Entries provided:
○ ○ ○ ○ ○ ○ ○
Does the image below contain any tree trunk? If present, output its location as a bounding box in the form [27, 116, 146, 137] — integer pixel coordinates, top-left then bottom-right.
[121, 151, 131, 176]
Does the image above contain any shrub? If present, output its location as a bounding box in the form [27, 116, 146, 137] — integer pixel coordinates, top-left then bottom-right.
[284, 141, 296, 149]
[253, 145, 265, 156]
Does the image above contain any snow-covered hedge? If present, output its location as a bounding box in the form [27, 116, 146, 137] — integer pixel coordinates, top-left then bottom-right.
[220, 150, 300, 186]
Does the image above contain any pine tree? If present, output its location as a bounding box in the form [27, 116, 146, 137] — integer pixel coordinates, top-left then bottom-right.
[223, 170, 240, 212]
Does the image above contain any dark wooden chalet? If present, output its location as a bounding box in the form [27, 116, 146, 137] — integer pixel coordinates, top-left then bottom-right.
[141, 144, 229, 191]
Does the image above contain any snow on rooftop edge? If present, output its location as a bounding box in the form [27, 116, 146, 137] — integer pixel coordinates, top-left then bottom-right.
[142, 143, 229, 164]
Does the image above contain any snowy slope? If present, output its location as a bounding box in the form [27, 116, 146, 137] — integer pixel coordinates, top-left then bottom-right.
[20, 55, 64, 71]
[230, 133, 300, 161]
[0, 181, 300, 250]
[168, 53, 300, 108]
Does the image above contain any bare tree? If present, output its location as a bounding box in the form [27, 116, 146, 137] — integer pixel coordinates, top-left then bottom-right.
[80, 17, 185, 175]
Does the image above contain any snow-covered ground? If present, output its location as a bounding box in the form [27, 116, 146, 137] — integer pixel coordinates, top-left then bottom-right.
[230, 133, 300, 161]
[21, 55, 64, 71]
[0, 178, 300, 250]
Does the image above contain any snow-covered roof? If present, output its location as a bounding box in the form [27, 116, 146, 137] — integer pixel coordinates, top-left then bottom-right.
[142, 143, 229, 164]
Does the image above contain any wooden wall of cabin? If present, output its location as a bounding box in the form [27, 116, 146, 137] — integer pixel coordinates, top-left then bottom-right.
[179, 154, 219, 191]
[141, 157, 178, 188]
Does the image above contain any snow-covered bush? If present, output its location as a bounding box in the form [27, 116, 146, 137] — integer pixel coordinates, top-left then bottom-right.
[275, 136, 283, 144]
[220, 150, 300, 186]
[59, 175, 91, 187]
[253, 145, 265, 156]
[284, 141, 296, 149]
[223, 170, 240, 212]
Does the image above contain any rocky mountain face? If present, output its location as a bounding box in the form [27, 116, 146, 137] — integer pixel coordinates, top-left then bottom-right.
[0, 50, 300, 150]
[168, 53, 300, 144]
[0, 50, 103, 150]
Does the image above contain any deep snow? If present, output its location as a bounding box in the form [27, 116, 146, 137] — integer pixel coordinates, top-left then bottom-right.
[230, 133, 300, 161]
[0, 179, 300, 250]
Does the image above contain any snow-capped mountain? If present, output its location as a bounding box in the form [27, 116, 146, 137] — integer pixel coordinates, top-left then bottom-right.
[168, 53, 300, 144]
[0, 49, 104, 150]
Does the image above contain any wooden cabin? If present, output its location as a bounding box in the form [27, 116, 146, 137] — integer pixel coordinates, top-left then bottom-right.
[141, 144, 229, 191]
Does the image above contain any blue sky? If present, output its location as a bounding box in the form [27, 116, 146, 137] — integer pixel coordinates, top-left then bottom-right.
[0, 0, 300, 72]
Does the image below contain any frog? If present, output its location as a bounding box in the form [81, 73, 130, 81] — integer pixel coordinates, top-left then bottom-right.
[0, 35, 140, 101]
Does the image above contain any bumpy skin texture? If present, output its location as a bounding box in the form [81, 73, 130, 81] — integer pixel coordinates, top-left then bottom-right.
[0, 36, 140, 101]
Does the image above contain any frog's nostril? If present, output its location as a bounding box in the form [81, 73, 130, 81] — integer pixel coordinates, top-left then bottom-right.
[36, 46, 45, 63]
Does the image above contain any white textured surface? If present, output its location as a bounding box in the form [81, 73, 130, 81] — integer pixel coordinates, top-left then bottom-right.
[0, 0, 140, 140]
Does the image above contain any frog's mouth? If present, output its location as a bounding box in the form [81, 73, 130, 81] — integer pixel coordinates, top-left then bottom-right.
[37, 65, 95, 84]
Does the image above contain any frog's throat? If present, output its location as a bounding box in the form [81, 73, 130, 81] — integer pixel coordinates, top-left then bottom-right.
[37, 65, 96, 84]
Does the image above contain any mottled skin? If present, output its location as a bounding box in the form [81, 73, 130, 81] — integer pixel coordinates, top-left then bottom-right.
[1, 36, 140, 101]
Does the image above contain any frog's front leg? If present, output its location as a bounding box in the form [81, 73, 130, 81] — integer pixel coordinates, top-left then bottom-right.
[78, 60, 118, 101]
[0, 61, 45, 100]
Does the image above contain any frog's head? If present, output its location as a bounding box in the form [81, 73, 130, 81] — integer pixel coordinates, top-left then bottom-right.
○ ○ ○ ○ ○ ○ ○
What is being asked:
Please write the lines from the beginning through the line with "[121, 151, 131, 176]", inclusive, as a JSON list of strings, one string per line, leaving out any blank lines.

Reply:
[
  "Does the image below contain any tree trunk? If present, output its location as a bounding box in the form [27, 116, 146, 137] — integer pixel coordinates, top-left then bottom-right.",
  "[121, 151, 131, 176]"
]